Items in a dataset
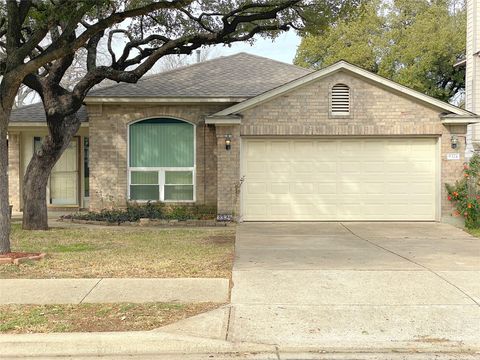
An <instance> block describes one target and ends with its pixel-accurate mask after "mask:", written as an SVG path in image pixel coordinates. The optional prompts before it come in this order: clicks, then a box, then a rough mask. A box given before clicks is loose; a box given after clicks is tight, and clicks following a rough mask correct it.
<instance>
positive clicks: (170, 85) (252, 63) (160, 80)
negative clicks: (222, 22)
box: [88, 53, 311, 97]
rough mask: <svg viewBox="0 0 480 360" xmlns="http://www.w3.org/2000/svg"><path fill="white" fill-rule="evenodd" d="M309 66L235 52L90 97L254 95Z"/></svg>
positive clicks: (307, 70)
mask: <svg viewBox="0 0 480 360" xmlns="http://www.w3.org/2000/svg"><path fill="white" fill-rule="evenodd" d="M310 72H311V70H308V69H304V68H300V67H298V66H295V65H291V64H286V63H282V62H279V61H275V60H272V59H267V58H264V57H260V56H256V55H252V54H247V53H238V54H235V55H231V56H225V57H219V58H215V59H212V60H208V61H204V62H201V63H197V64H193V65H190V66H185V67H182V68H179V69H175V70H171V71H168V72H163V73H159V74H155V75H152V76H148V77H145V78H143V79H140V80H139V81H138V82H137V83H136V84H127V83H121V84H116V85H113V86H109V87H105V88H101V89H98V90H94V91H91V92H90V94H89V95H88V96H90V97H103V96H105V97H142V96H148V97H155V96H159V97H168V96H172V97H182V96H185V97H253V96H256V95H259V94H261V93H263V92H265V91H267V90H270V89H273V88H275V87H277V86H280V85H283V84H285V83H287V82H290V81H292V80H295V79H298V78H299V77H302V76H305V75H307V74H308V73H310Z"/></svg>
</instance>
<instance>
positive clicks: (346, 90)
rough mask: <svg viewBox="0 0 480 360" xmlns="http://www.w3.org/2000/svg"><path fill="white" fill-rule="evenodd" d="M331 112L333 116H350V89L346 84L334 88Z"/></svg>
mask: <svg viewBox="0 0 480 360" xmlns="http://www.w3.org/2000/svg"><path fill="white" fill-rule="evenodd" d="M331 96H332V98H331V101H330V106H331V109H330V112H331V114H332V115H350V88H349V87H348V86H347V85H345V84H336V85H334V86H333V87H332V93H331Z"/></svg>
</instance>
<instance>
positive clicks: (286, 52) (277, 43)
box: [217, 31, 300, 63]
mask: <svg viewBox="0 0 480 360" xmlns="http://www.w3.org/2000/svg"><path fill="white" fill-rule="evenodd" d="M299 44H300V38H299V37H298V36H297V35H296V33H295V32H294V31H288V32H285V33H283V34H281V35H280V36H279V37H278V38H276V39H275V41H273V42H272V40H268V39H262V38H259V39H257V40H256V41H255V43H254V44H253V45H252V46H251V45H249V44H248V43H236V44H234V45H232V47H230V48H229V47H223V46H222V47H220V46H219V47H217V49H218V50H217V51H218V52H219V54H220V56H222V55H224V56H225V55H232V54H235V53H238V52H248V53H251V54H255V55H260V56H264V57H268V58H272V59H274V60H278V61H282V62H286V63H292V62H293V58H294V57H295V52H296V51H297V47H298V45H299Z"/></svg>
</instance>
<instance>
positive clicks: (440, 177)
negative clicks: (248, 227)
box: [239, 135, 442, 221]
mask: <svg viewBox="0 0 480 360" xmlns="http://www.w3.org/2000/svg"><path fill="white" fill-rule="evenodd" d="M352 139H358V140H370V139H373V140H387V139H397V140H402V139H404V140H415V139H432V140H434V147H435V149H434V154H435V161H434V166H435V169H434V175H435V179H434V181H435V189H434V201H435V205H434V219H431V220H429V219H425V220H382V219H379V220H349V219H337V220H245V219H244V218H245V216H244V214H245V198H244V195H245V194H244V191H245V190H244V188H245V186H246V184H245V183H244V184H243V186H242V187H241V193H240V196H239V201H240V206H239V210H240V221H440V214H441V193H442V192H441V186H442V184H441V171H442V168H441V156H440V154H441V152H440V151H441V137H440V136H438V135H408V136H276V135H272V136H251V135H250V136H241V137H240V177H243V176H244V175H246V169H245V167H246V156H245V155H246V146H247V145H246V142H247V141H248V140H267V141H272V140H352ZM246 181H247V182H248V179H246Z"/></svg>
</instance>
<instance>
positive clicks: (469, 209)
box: [445, 154, 480, 229]
mask: <svg viewBox="0 0 480 360" xmlns="http://www.w3.org/2000/svg"><path fill="white" fill-rule="evenodd" d="M479 179H480V156H479V155H478V154H475V155H473V156H472V158H471V159H470V161H469V163H468V164H465V165H464V168H463V174H462V177H461V179H460V180H457V181H456V182H455V184H454V185H451V184H445V186H446V188H447V193H448V200H449V201H451V202H452V203H453V204H454V206H455V211H454V212H453V215H454V216H463V218H464V220H465V227H466V228H469V229H472V228H479V227H480V184H479Z"/></svg>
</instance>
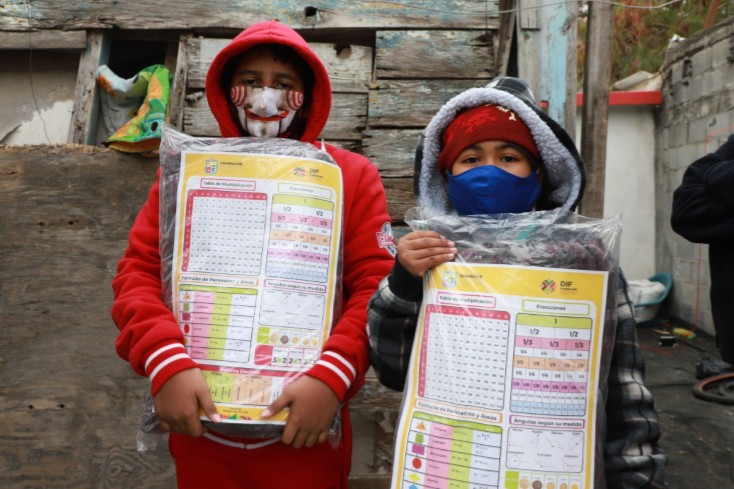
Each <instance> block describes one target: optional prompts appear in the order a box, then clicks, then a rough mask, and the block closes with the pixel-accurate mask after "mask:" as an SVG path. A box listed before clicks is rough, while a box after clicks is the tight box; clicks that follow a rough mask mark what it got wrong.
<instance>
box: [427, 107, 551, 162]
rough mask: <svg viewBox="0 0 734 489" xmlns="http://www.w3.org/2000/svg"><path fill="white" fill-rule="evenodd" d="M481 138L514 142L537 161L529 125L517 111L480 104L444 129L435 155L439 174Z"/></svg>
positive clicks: (487, 139) (465, 111) (534, 146)
mask: <svg viewBox="0 0 734 489" xmlns="http://www.w3.org/2000/svg"><path fill="white" fill-rule="evenodd" d="M482 141H507V142H508V143H513V144H517V145H518V146H520V147H522V148H523V149H525V150H526V151H527V152H528V153H530V154H531V155H532V156H533V157H534V158H535V159H536V160H538V161H540V154H539V153H538V148H537V147H536V146H535V141H534V140H533V136H532V134H530V129H528V126H526V125H525V123H524V122H523V121H522V119H520V117H518V115H517V114H515V113H514V112H513V111H511V110H510V109H506V108H504V107H502V106H499V105H480V106H479V107H472V108H471V109H469V110H465V111H464V112H462V113H460V114H459V115H458V116H456V119H454V120H453V121H451V124H449V126H448V127H447V128H446V129H445V130H444V131H443V134H442V136H441V143H442V145H441V153H440V154H439V155H438V169H439V172H440V173H441V175H445V174H446V172H447V171H449V170H450V169H451V165H453V163H454V160H456V158H458V156H459V155H460V154H461V152H462V151H464V150H465V149H466V148H468V147H469V146H471V145H473V144H477V143H480V142H482Z"/></svg>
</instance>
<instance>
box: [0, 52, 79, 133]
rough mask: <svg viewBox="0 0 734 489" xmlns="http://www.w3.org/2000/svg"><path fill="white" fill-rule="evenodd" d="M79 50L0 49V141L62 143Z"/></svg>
mask: <svg viewBox="0 0 734 489" xmlns="http://www.w3.org/2000/svg"><path fill="white" fill-rule="evenodd" d="M78 69H79V53H64V52H55V51H54V52H52V51H32V52H31V51H0V107H2V113H3V117H1V118H0V144H8V145H23V144H64V143H66V142H67V139H68V136H69V126H70V124H71V113H72V110H73V106H74V88H75V86H76V77H77V71H78Z"/></svg>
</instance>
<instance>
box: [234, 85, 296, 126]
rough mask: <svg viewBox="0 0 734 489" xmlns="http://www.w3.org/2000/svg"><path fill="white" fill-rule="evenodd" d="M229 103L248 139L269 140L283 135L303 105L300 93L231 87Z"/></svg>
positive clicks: (272, 88)
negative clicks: (230, 100) (251, 136)
mask: <svg viewBox="0 0 734 489" xmlns="http://www.w3.org/2000/svg"><path fill="white" fill-rule="evenodd" d="M230 100H231V101H232V104H233V105H234V106H235V107H236V108H237V116H238V118H239V121H240V124H241V125H242V127H243V129H245V131H247V133H248V134H249V135H250V136H255V137H262V138H273V137H278V136H280V135H281V134H283V133H284V132H285V131H286V130H288V127H289V126H290V125H291V122H293V118H294V117H295V115H296V112H297V111H298V109H299V108H301V106H302V105H303V93H302V92H297V91H295V90H282V89H278V88H271V87H255V86H243V85H239V86H235V87H232V89H231V91H230Z"/></svg>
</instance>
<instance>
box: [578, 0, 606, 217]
mask: <svg viewBox="0 0 734 489" xmlns="http://www.w3.org/2000/svg"><path fill="white" fill-rule="evenodd" d="M612 21H613V16H612V5H611V4H607V3H599V2H591V3H590V4H589V26H588V29H587V33H586V62H585V69H584V100H585V101H586V103H584V105H583V107H582V109H581V157H582V158H583V160H584V163H585V165H586V190H585V193H584V197H583V199H582V200H581V206H580V210H581V212H582V213H583V214H584V215H586V216H589V217H598V218H601V217H603V216H604V178H605V173H606V154H607V129H608V125H609V120H608V116H609V85H610V79H611V73H612V57H611V46H612Z"/></svg>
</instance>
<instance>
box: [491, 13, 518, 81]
mask: <svg viewBox="0 0 734 489" xmlns="http://www.w3.org/2000/svg"><path fill="white" fill-rule="evenodd" d="M516 4H517V2H516V1H515V0H503V1H500V11H501V12H505V13H502V14H500V27H499V29H498V31H497V41H496V43H495V44H496V45H497V55H496V56H495V67H494V71H495V73H496V74H497V75H507V74H508V69H509V66H510V53H511V52H512V45H513V40H514V39H515V33H516V31H517V30H516V28H515V22H516V17H517V11H516V10H515V5H516Z"/></svg>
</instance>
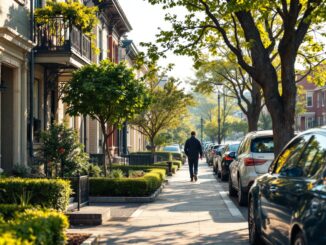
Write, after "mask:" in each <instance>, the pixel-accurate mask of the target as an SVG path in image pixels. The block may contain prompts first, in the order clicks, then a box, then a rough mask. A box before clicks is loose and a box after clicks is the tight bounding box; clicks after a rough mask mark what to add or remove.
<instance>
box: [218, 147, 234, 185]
mask: <svg viewBox="0 0 326 245" xmlns="http://www.w3.org/2000/svg"><path fill="white" fill-rule="evenodd" d="M239 144H240V143H232V144H228V145H226V146H225V148H224V151H223V153H222V156H221V160H220V162H218V164H217V173H218V177H221V180H223V181H225V180H227V179H228V178H229V175H230V170H229V165H230V164H231V162H232V161H233V160H234V159H235V157H236V152H237V151H238V148H239Z"/></svg>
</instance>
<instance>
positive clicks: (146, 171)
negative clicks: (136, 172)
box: [112, 164, 167, 174]
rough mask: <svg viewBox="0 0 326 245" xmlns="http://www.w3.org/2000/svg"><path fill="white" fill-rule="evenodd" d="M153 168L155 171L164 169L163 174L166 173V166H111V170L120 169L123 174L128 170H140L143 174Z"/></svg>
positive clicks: (116, 165)
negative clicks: (114, 169)
mask: <svg viewBox="0 0 326 245" xmlns="http://www.w3.org/2000/svg"><path fill="white" fill-rule="evenodd" d="M153 168H155V169H164V170H165V173H167V168H166V166H163V165H161V166H153V165H118V164H114V165H113V166H112V169H121V170H122V171H123V172H124V173H125V174H127V173H128V172H129V170H135V171H136V170H142V171H144V172H149V171H150V170H152V169H153Z"/></svg>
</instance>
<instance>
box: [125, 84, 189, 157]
mask: <svg viewBox="0 0 326 245" xmlns="http://www.w3.org/2000/svg"><path fill="white" fill-rule="evenodd" d="M176 83H177V81H176V80H175V79H173V78H170V79H169V81H168V82H167V83H166V84H165V86H164V87H161V86H153V84H155V82H154V83H151V84H150V85H149V87H150V92H151V95H152V98H151V99H152V102H151V104H150V105H149V108H148V109H146V110H144V111H143V112H142V113H140V114H139V115H137V116H136V117H135V118H134V119H133V120H131V121H130V122H131V124H133V125H135V126H136V127H135V129H136V130H138V131H139V132H141V133H142V134H144V135H146V136H147V137H148V139H149V141H150V145H151V150H152V152H155V150H156V144H155V141H156V137H157V136H158V135H159V133H161V132H163V131H164V130H167V129H172V128H175V127H177V126H178V125H180V124H181V122H182V121H181V120H180V119H181V118H182V117H183V116H184V115H186V114H187V113H188V106H190V105H192V104H193V99H192V96H191V95H188V94H185V92H184V91H183V90H182V89H178V88H177V86H176ZM156 84H158V83H156Z"/></svg>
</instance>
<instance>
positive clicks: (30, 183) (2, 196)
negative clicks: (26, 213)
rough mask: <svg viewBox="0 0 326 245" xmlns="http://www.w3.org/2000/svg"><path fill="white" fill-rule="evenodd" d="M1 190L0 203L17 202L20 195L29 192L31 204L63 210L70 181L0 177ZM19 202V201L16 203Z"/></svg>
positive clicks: (22, 194) (68, 202)
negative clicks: (17, 200)
mask: <svg viewBox="0 0 326 245" xmlns="http://www.w3.org/2000/svg"><path fill="white" fill-rule="evenodd" d="M0 189H3V190H5V191H4V192H2V198H1V200H0V203H9V204H13V203H17V200H18V199H19V197H20V196H23V195H25V193H30V195H31V198H30V203H29V204H31V205H39V206H41V207H44V208H53V209H56V210H60V211H65V210H66V208H67V206H68V204H69V197H70V194H71V188H70V183H69V181H67V180H62V179H21V178H2V179H0ZM17 204H20V203H17Z"/></svg>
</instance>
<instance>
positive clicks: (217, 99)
mask: <svg viewBox="0 0 326 245" xmlns="http://www.w3.org/2000/svg"><path fill="white" fill-rule="evenodd" d="M217 109H218V111H217V123H218V135H217V143H218V144H219V145H220V144H221V95H220V91H219V90H217Z"/></svg>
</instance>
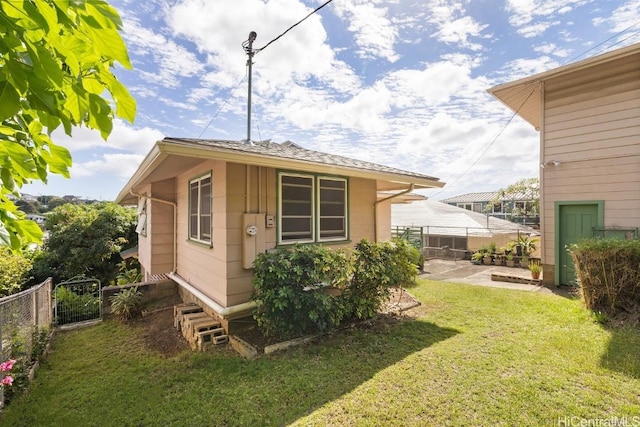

→ WHAT TO DO:
Pick out every line of the material above that contains the word "mark", and copy each one in full.

→ RESULT FOR THIS EXERCISE:
Each <instance> block describes one target: optional prompts appear in the order a box, then clicks, then a rough mask, and the block closes with the pixel-accurate mask after "mask:" as an SVG path. A box listed before clicks is rough, while a box after clicks is the tight box; clicks that follow a rough mask mark what it got wrong.
Write, after "mask:" in each <instance>, the pixel-accurate mask of the target as an SVG path in image pixels. The block may contain prompts first, in the order clicks, then a box, then a rough mask. A box before clicks is loose and a box after clicks is the tight bounding box; clicks after a rough mask mark what to add or remove.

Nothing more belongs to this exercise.